[Excerpts from a detection dataset]
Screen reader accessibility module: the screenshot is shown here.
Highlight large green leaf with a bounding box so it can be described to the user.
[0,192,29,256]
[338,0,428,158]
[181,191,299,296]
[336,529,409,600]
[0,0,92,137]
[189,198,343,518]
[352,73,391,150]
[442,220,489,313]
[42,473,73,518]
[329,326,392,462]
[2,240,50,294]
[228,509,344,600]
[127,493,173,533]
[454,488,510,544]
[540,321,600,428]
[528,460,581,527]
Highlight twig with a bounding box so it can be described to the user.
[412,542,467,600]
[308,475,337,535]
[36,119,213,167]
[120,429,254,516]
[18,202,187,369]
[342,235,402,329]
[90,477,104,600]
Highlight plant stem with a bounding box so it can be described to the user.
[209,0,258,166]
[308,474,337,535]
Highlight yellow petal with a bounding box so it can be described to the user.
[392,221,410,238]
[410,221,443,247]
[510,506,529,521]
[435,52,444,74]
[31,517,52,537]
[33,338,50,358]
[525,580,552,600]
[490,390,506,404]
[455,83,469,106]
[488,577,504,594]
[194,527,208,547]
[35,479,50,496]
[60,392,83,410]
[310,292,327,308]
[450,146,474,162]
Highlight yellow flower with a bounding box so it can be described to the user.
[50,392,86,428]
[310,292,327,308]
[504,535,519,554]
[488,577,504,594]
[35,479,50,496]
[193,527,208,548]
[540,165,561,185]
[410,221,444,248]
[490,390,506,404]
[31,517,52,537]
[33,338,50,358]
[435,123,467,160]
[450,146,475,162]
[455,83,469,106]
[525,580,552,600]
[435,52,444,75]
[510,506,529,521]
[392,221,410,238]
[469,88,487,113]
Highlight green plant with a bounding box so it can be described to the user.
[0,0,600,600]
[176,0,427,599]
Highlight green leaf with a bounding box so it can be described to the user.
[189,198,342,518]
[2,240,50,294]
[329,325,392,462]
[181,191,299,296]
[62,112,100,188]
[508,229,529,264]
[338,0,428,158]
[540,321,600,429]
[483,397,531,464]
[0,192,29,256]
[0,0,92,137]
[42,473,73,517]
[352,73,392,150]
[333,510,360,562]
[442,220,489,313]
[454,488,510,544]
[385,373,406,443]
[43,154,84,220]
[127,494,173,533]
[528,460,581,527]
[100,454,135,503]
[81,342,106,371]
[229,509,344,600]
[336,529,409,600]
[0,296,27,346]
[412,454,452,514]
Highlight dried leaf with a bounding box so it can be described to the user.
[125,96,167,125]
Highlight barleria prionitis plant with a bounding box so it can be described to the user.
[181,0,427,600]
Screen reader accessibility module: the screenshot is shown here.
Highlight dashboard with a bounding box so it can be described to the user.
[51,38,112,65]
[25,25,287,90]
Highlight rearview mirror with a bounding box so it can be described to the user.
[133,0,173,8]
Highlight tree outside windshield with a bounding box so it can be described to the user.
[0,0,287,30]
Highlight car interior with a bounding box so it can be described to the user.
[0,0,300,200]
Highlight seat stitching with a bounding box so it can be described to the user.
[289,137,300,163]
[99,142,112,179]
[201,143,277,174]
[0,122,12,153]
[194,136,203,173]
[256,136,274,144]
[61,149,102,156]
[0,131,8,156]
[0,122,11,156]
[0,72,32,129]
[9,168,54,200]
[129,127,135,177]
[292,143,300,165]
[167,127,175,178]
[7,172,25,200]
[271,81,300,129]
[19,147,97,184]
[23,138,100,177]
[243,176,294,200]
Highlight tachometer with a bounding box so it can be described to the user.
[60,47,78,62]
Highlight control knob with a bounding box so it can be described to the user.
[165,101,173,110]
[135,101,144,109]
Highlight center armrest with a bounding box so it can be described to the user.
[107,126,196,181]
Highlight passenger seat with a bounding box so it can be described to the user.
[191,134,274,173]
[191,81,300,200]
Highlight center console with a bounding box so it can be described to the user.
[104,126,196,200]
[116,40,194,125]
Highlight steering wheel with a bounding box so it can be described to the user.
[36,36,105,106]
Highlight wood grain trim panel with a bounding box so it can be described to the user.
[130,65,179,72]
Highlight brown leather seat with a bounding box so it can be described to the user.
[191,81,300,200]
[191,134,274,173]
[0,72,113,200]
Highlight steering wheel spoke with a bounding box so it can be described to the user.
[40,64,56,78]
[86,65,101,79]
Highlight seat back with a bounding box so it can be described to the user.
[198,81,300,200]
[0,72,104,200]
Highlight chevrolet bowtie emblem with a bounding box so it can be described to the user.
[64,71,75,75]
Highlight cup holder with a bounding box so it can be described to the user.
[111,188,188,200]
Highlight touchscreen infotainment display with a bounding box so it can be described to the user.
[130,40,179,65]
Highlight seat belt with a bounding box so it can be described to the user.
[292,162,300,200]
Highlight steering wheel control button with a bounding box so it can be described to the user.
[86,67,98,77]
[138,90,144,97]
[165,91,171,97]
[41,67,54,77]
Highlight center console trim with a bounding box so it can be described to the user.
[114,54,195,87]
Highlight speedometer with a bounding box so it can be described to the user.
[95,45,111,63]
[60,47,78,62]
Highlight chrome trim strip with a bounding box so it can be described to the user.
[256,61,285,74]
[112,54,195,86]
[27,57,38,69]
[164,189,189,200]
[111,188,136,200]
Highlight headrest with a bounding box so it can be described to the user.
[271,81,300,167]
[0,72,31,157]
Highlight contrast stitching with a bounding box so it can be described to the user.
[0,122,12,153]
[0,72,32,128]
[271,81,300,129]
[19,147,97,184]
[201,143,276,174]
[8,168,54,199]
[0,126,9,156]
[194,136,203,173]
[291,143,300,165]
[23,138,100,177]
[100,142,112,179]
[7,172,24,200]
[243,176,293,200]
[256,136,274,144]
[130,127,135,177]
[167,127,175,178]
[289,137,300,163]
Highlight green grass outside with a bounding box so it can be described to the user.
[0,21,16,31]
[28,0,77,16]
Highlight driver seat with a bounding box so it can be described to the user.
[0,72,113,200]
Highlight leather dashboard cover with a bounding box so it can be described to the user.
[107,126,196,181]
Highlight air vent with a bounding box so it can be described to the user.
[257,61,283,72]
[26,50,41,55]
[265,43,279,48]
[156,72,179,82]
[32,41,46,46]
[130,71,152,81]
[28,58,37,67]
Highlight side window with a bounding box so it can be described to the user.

WHAT YOU HAVE TO DO: Convert every line of the entries above into a numbered list, skipping any blank lines.

WRITTEN REPLY:
1. Screen reader accessibility module: the screenshot is shown here.
2. Highlight large green leaf with a bounding box so it can be described to the user.
3. [0,192,29,256]
4. [338,0,428,158]
5. [181,191,299,296]
6. [336,529,409,600]
7. [0,0,92,137]
8. [189,198,343,518]
9. [352,73,391,150]
10. [442,220,489,313]
11. [42,473,73,518]
12. [329,326,392,462]
13. [2,240,50,294]
14. [228,509,344,600]
15. [127,493,173,533]
16. [454,488,510,544]
17. [540,321,600,428]
18. [528,460,581,527]
19. Highlight twig with a bounding box so it can be described to the user.
20. [412,542,467,600]
21. [308,475,337,535]
22. [36,119,213,167]
23. [120,429,254,516]
24. [18,202,187,369]
25. [342,235,402,329]
26. [90,477,104,600]
27. Highlight plant stem with a bounding box so it can be described to the user.
28. [209,0,258,166]
29. [308,474,337,535]
30. Highlight yellow petal with a bounding box so it can be described to the user.
31. [392,221,410,238]
32. [410,221,443,247]
33. [510,506,529,521]
34. [435,52,444,74]
35. [31,517,52,537]
36. [33,338,50,358]
37. [525,580,552,600]
38. [490,390,506,404]
39. [455,83,469,106]
40. [488,577,504,594]
41. [194,527,208,547]
42. [35,479,50,496]
43. [60,392,83,410]
44. [310,292,327,308]
45. [450,146,474,162]
46. Highlight yellow flower with a bounding box so it can be described to the user.
47. [50,392,86,428]
48. [310,292,327,308]
49. [504,535,519,554]
50. [488,577,504,594]
51. [35,479,50,496]
52. [193,527,208,548]
53. [540,165,561,185]
54. [410,221,444,248]
55. [490,390,506,404]
56. [31,517,52,537]
57. [33,338,50,358]
58. [435,123,467,160]
59. [450,146,475,162]
60. [455,83,469,106]
61. [525,580,552,600]
62. [435,52,444,75]
63. [510,506,529,521]
64. [392,221,410,238]
65. [469,88,487,113]
66. Highlight green plant with a bounding box so it can be described to the user.
67. [0,0,600,600]
68. [176,0,427,599]
69. Highlight green leaf with a bounding box so it can be described to the user.
70. [189,198,342,518]
71. [2,240,50,294]
72. [329,325,392,462]
73. [181,191,299,296]
74. [62,112,100,188]
75. [508,229,529,264]
76. [338,0,428,158]
77. [540,321,600,429]
78. [483,397,531,464]
79. [0,192,29,256]
80. [0,0,92,137]
81. [42,473,73,517]
82. [352,73,392,150]
83. [333,510,360,562]
84. [442,220,489,313]
85. [454,488,510,544]
86. [385,373,406,443]
87. [43,154,84,220]
88. [127,494,173,533]
89. [528,460,581,527]
90. [100,454,135,503]
91. [81,342,106,371]
92. [229,509,344,600]
93. [336,529,409,600]
94. [0,296,27,346]
95. [412,454,452,514]
96. Highlight dried leaf with a bounding box so it can be described to the user.
97. [125,96,167,125]
98. Highlight barleria prionitis plant with a bounding box so it can be described to the user.
99. [181,0,427,600]
100. Screen reader accessibility module: the screenshot is shown here.
101. Highlight dashboard with a bounding box so it can be described to the user.
102. [51,38,112,65]
103. [25,25,287,90]
104. Highlight rearview mirror with a bounding box so it can be described to the user.
105. [133,0,173,8]
106. Highlight tree outside windshield with a bounding box so it can be described to the user.
107. [0,0,287,30]
108. Highlight car interior with a bounding box so it can be described to the user.
109. [0,0,300,200]
110. Highlight seat stitching with a bounding box so it can be described to the user.
111. [289,137,300,163]
112. [99,142,112,179]
113. [201,143,277,174]
114. [0,122,12,153]
115. [194,136,203,173]
116. [256,136,274,144]
117. [61,149,102,156]
118. [0,131,8,156]
119. [0,122,11,156]
120. [0,72,32,129]
121. [9,168,54,200]
122. [129,127,135,177]
123. [292,143,300,165]
124. [167,127,175,178]
125. [7,172,25,200]
126. [271,81,300,129]
127. [19,147,97,184]
128. [23,138,100,177]
129. [243,176,294,200]
130. Highlight tachometer with a bounding box so it can be described to the user.
131. [60,47,78,62]
132. Highlight control knob with a bounding box so it can be described to the user.
133. [165,101,173,110]
134. [135,101,144,109]
135. Highlight center armrest with a bounding box so it can be described to the user.
136. [107,126,196,181]
137. Highlight passenger seat with a bounding box so it can be described to the user.
138. [191,134,274,173]
139. [191,81,300,200]
140. Highlight center console with a bounding box so it can be described to the user.
141. [104,126,196,200]
142. [116,40,194,125]
143. Highlight steering wheel with a bounding box so it can be described to the user.
144. [36,36,105,106]
145. Highlight wood grain trim panel with a bounding box so it can be described to the user.
146. [130,65,179,72]
147. Highlight brown leather seat with a bounding box so it can be described to the user.
148. [191,81,300,200]
149. [191,134,274,173]
150. [0,72,113,200]
151. Highlight steering wheel spoke with a bounding box so it can be described to the user.
152. [40,64,56,78]
153. [86,65,101,79]
154. Highlight seat back with a bounding box so it can be described to the user.
155. [198,81,300,200]
156. [0,72,104,200]
157. Highlight chevrolet bowtie emblem with a bounding box so it can be described to the user.
158. [64,71,75,75]
159. Highlight cup holder with a bounding box so it can be described to the user.
160. [111,188,188,200]
161. Highlight touchscreen infotainment display with a bounding box so it can be described to the user.
162. [130,40,179,65]
163. Highlight seat belt with a bounding box so it can be described to the user.
164. [292,162,300,200]
165. Highlight steering wheel control button with a bounding box so it can be described to the user.
166. [86,67,98,77]
167. [138,90,144,97]
168. [165,91,171,97]
169. [41,67,54,77]
170. Highlight center console trim with a bounding box so it can be described to the user.
171. [114,54,195,87]
172. Highlight speedometer with a bounding box so it can be described to the user.
173. [95,45,111,63]
174. [60,47,78,62]
175. Highlight chrome trim strip with a bounding box so it can be described to the user.
176. [256,61,285,74]
177. [112,54,195,86]
178. [27,57,38,69]
179. [164,189,189,200]
180. [111,188,136,200]
181. Highlight headrest with a bounding box so it can be described to the user.
182. [271,81,300,167]
183. [0,72,31,157]
184. Highlight contrast stitching with a bounding box so it can be described to the user.
185. [0,122,12,153]
186. [0,72,32,128]
187. [271,81,300,129]
188. [19,147,97,184]
189. [201,143,276,174]
190. [8,168,54,199]
191. [0,126,9,156]
192. [194,136,203,173]
193. [291,143,300,165]
194. [23,138,100,177]
195. [100,142,112,179]
196. [7,172,24,200]
197. [243,176,293,200]
198. [256,136,274,144]
199. [130,127,135,177]
200. [167,127,175,178]
201. [289,137,300,163]
202. Highlight green grass outside with a bounding box so it can be described to the user.
203. [0,21,16,31]
204. [28,0,77,16]
205. Highlight driver seat with a bounding box so it can be described to the user.
206. [0,72,113,200]
207. Highlight leather dashboard cover with a bounding box so it can be described to the user.
208. [107,126,196,181]
209. Highlight air vent with a bounding box so it can be described to the user.
210. [257,61,283,72]
211. [26,50,41,55]
212. [265,43,279,48]
213. [156,72,179,82]
214. [32,41,46,46]
215. [130,71,152,81]
216. [28,58,37,67]
217. Highlight side window with a bounding box so it can be described to the user.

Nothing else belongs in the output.